### Task to complete
Continue the passage on hoarseness, starting right after its final sentence.

### Passage to read
■ ■ ■ ■ ■ ■ ■

Hoarseness is a general term used to describe any voice changes. This may include changes in voice quality (breathy, raspy, or strained), volume (loudness), or pitch (high or low).
Probably the most feared cause of hoarseness is a cancer of the larynx. Smoking and alcohol are major risk factors for cancer. Any smoker who is hoarse should be seen by an otolaryngologist.
Most causes of hoarseness are not serious and tend to go away in a short period of time. An example is acute laryngitis which is usually associated with the common cold, upper respiratory tract infection, or vocal abuse (excessive voice use or screaming/yelling).
Other benign causes of hoarseness include postnasal drainage or gastroesophageal reflux disease. Vocal nodules, small callous-like growths on the vocal cords, result from prolonged vocal abuse. Neurological disorders can cause impairment of vocal cord movement and also result in swallowing difficulty. A vocal cord paralysis often results in a breathy voice or a voice that fatigues – stronger at the start of the day and breathy or gone by the end of the day. This can be caused by tumors of the skull base, neck and chest pressing on the nerve that controls vocal cord movement, viral infections, inadvertent injury during surgery, blunt neck or chest trauma, and occasionally from endotracheal intubation.

■ ■ ■ ■ ■ ■ ■

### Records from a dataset
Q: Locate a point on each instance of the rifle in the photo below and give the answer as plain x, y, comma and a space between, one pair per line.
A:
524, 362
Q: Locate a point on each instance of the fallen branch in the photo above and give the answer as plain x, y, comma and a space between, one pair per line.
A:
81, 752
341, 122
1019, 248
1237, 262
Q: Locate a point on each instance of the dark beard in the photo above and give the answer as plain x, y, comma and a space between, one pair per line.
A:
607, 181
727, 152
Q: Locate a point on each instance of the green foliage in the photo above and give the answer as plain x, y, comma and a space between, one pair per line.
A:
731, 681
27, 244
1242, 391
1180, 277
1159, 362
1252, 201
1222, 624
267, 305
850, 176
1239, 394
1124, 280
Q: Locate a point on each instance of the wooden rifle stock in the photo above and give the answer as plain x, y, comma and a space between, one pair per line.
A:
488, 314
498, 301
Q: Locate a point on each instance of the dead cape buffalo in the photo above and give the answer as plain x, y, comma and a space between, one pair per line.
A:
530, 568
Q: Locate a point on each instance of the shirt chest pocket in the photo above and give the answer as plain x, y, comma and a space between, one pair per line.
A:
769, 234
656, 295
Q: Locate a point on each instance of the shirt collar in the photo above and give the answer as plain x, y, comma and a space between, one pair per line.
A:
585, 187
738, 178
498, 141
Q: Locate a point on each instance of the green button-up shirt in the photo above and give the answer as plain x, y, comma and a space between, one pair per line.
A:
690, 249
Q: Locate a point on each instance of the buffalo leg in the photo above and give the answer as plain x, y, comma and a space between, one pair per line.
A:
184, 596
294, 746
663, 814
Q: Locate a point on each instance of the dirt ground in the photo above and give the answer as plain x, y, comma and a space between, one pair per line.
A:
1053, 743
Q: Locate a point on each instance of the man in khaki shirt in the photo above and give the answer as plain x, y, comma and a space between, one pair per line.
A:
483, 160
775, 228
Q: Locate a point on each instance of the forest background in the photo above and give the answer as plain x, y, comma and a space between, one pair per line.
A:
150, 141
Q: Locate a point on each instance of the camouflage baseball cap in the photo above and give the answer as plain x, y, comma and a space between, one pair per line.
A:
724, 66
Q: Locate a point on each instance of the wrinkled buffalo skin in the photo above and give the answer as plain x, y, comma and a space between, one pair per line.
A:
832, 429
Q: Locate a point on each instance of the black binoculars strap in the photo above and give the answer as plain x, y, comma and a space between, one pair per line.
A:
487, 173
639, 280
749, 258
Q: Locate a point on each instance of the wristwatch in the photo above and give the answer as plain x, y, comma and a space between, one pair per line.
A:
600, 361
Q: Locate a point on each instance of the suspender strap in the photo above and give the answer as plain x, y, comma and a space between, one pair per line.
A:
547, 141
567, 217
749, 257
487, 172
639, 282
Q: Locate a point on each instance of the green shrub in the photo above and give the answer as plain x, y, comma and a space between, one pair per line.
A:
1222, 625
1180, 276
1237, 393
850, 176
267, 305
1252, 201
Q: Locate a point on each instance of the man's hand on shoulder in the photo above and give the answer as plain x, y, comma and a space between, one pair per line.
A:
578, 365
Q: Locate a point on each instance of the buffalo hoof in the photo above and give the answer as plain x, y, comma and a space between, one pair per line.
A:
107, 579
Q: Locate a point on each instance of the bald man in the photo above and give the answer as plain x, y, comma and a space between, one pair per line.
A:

■ ■ ■ ■ ■ ■ ■

### Result of this task
Some systemic diseases can cause hoarseness such as laryngeal myxedema from hypothyroidism. Medications causing chronic cough (such as angiotensin-converting enzyme inhibitors) can lead to voice changes.
The typical examination for hoarseness includes a full head and neck exam as well as visualization of the vocal cords. Sometimes a full view with a hand held mirror in the throat can be obtained but usually a view with a fiberoptic scope is needed.
Photodocumentation and the use of stroboscopy (slow motion assessment) is used to help evaluate the condition and motion of the vocal cords.
There are two main types of scopes that may be used. One is a flexible fiberoptic scope that is inserted into the nose and gently down into the upper part of the throat. This allows testing of sensation and visualization of the cords during phonation as well as eating. Sometimes you may be asked to ingest food or water colored with a food dye during fiberoptic visualization to assess for any signs of aspiration (food going down into the trachea instead of the esophagus). This exam is called a fiberoptic endoscopic examination of swallowing (FEES).
The other scope is a rigid fiberoptic scope that provides superior resolution and better detailed visualization of the vocal cords and surrounding throat. This scope is held inside the mouth.
Treatment of hoarseness depends on the cause. Often behavior modification such as diet and vocal behavior is all that is needed. Diet modification and medications can help with gastroesophageal reflux. Vocal abuse is often treated with voice rest and may be modified with the help of speech and language pathologists and professional voice trainers. Staying well hydrated and sometimes using medications to thin mucus can help. Avoiding smoking and exposure to second hand smoke will decrease the risk of laryngeal cancer.
Sometimes surgery on the vocal cords will expedite recovery and is often entertained after conservative measures above have failed. Removal of vocal cord nodules or masses will often fail if the initial reasons for vocal abuse are not addressed and removed.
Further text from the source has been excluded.